Photo-based point labeling data
+ + + +
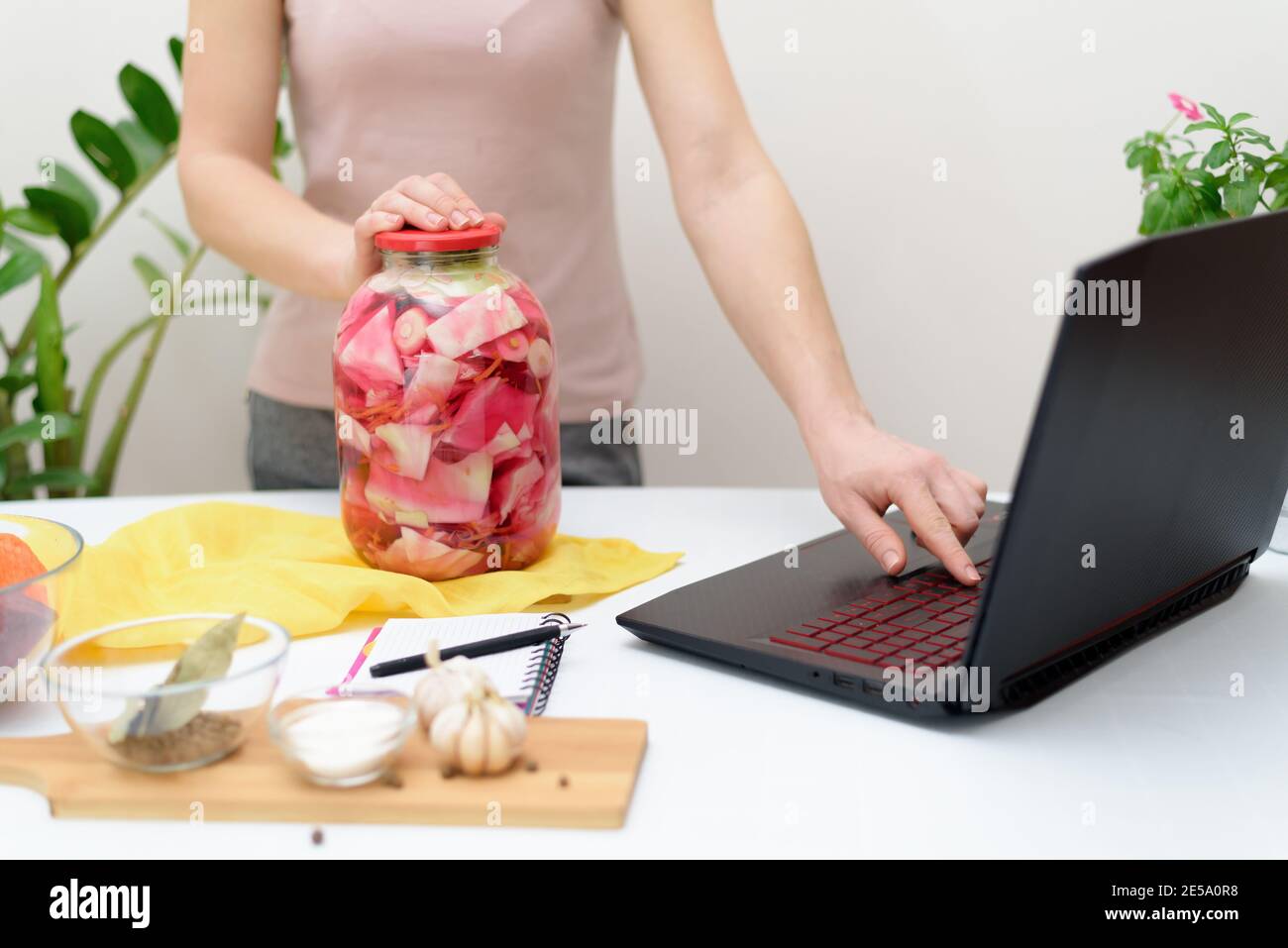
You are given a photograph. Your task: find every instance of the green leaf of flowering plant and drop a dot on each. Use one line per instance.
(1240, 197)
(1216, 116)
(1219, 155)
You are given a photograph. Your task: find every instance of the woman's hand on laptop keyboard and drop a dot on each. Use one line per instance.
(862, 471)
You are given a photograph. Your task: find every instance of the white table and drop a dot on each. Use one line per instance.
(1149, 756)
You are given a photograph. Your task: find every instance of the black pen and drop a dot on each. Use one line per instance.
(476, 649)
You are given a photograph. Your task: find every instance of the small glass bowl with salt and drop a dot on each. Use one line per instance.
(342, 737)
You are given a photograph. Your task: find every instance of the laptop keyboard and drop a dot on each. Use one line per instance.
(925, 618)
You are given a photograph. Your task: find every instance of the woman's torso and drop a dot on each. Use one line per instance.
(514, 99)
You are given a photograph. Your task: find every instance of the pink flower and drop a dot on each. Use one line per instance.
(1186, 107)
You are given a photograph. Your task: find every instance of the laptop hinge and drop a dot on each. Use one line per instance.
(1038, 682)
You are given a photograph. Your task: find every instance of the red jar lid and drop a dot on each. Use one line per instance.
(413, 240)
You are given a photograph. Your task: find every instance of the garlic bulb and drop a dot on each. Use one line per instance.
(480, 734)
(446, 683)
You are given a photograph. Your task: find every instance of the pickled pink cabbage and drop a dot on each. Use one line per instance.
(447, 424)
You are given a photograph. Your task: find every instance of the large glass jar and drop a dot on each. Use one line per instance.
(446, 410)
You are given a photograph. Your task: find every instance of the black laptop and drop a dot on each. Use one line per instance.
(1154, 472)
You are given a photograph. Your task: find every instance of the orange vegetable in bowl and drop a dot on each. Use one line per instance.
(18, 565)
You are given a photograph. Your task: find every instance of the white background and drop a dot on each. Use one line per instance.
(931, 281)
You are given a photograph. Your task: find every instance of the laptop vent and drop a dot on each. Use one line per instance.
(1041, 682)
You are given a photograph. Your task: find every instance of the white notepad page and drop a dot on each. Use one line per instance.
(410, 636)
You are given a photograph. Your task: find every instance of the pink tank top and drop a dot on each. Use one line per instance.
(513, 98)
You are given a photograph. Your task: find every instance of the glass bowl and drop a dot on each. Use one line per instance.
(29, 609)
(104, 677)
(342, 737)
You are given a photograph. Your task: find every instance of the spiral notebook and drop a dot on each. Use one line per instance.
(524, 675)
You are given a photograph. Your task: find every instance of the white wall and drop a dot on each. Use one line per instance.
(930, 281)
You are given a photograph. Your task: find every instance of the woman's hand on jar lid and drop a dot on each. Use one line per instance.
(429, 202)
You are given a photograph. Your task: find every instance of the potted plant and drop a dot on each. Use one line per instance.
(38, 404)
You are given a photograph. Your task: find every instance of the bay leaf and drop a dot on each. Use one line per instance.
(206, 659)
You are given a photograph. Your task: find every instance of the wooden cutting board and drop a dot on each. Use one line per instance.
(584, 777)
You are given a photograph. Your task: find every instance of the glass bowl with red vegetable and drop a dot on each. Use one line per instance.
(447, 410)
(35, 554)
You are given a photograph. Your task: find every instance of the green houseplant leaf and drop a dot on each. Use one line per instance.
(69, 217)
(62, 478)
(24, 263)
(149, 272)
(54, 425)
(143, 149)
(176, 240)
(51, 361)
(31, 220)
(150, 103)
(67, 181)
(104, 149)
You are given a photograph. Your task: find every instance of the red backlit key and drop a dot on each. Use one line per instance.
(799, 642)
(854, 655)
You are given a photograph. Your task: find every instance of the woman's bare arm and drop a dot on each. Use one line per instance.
+ + + +
WHAT TO WORK ON: Starting at the line with "bowl with red", copy every line up to and including the last one in the entries above.

REPLY:
You are given a photograph. Your task: find every instance of the glass bowl with red vegetable and drop a dot on each. Use one line per instance.
(447, 410)
(35, 554)
You are given a photograph. Your task: find every instance of the green houseplant leaf and drop a dot on each. Use one line per instance.
(69, 217)
(62, 478)
(24, 263)
(149, 272)
(54, 425)
(143, 149)
(176, 240)
(51, 361)
(31, 220)
(150, 103)
(67, 181)
(104, 149)
You are given a photograph. Your task: find every instance of the red backlit key and drop a dot on each. Use one line per instance.
(799, 642)
(854, 655)
You are given a photograph. Your task: find every instance of the woman's bare arm and drop a dot on each. Use one line per instance.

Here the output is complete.